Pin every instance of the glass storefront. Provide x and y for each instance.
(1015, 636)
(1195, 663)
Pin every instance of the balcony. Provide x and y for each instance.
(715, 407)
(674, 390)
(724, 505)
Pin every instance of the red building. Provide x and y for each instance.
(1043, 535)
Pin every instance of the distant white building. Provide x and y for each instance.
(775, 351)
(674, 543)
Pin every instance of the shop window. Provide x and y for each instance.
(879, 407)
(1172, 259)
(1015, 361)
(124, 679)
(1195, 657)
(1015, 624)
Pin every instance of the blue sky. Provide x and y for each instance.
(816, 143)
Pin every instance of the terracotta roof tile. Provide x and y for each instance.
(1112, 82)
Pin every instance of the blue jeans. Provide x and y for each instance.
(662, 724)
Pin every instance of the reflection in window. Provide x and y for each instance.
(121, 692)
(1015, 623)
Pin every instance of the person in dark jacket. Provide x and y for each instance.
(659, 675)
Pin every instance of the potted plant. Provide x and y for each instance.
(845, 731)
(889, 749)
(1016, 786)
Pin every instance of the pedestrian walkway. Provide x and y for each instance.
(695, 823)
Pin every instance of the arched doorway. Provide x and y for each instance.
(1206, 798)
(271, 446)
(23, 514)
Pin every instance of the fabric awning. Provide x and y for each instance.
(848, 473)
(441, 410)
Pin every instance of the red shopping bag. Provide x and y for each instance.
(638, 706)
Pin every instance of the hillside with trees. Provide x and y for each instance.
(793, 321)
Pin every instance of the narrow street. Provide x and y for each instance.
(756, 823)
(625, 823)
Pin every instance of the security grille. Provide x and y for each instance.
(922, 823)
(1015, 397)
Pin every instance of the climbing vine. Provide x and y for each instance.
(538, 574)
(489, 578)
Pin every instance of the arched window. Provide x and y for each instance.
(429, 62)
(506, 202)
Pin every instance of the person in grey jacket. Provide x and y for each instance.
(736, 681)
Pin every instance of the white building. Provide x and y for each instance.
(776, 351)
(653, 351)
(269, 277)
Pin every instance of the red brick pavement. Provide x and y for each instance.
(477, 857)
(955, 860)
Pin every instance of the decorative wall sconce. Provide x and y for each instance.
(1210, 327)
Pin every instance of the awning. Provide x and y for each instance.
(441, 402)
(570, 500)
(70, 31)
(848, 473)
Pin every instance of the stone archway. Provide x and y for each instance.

== Work to complete ==
Line by line, print the records above exactly as they stand.

== The answer ==
Pin every instance of the glass storefront. Provide x and y for each instance.
(1015, 636)
(1195, 663)
Pin every instance of the balcony. Provide x and y for each instance.
(715, 407)
(674, 390)
(724, 505)
Pin every instance of the red building. Provide x and y for each instance.
(1043, 535)
Pin every instance of the distant white building. Provide x and y for each instance.
(775, 351)
(674, 543)
Pin every instance of the shop window. Provide x and y for each instance.
(879, 407)
(1172, 259)
(1015, 361)
(124, 679)
(1195, 657)
(1015, 624)
Pin every instance of the blue sky. Provide x and y for each instance.
(816, 143)
Pin every instance of the terracotta roof tile. Provide x and y for each instance.
(1112, 82)
Pin every instance of the blue jeans. Provide x and y for each instance.
(662, 724)
Pin every instance of the reflection in window. Provide x and y for each instance.
(121, 692)
(1015, 623)
Pin every instance of the person in dark jacket. Provide x and y for each instance.
(659, 675)
Pin every instance of the potted plant. Provide x and y for each instance.
(845, 731)
(889, 749)
(1016, 786)
Pin every instance of the pedestrian walkway. Provide x and y for each instance.
(695, 823)
Pin every instance of the arched doorway. Provide x and y for each instance.
(1206, 798)
(271, 446)
(23, 514)
Pin every instance of the fabric awning. Provide x and y for each instance.
(848, 473)
(441, 410)
Pin every instance of the red shopping bag. Provide x and y for each instance.
(638, 706)
Pin every instance of the hillside with trees. Provide x and y for each instance.
(793, 321)
Pin every instance of the narrow street. Provide x and y for each instance.
(756, 823)
(625, 823)
Pin every instance of the security grille. Provide x and y for each instance.
(922, 823)
(1015, 397)
Pin every instance of the climbing vine. Provide x and y for each instance.
(538, 574)
(489, 578)
Pin every instance of the arched window. Provide x and y for each instance.
(429, 62)
(506, 202)
Pin every instance of the person in grey jacket. Provide x and y for each instance.
(736, 681)
Pin every instance of the white building. Provide x and y for each instance.
(776, 351)
(653, 351)
(269, 277)
Pin every instance of the red brick pavement. Provide x and y for each instance.
(477, 857)
(955, 860)
Pin every instance of the decorative wall sconce. Provide x and y for each instance.
(1210, 327)
Pin every instance of the awning. Provide x and y for each instance.
(441, 402)
(570, 500)
(70, 31)
(848, 473)
Pin every instance of the stone archway. Provide x and y for each instance.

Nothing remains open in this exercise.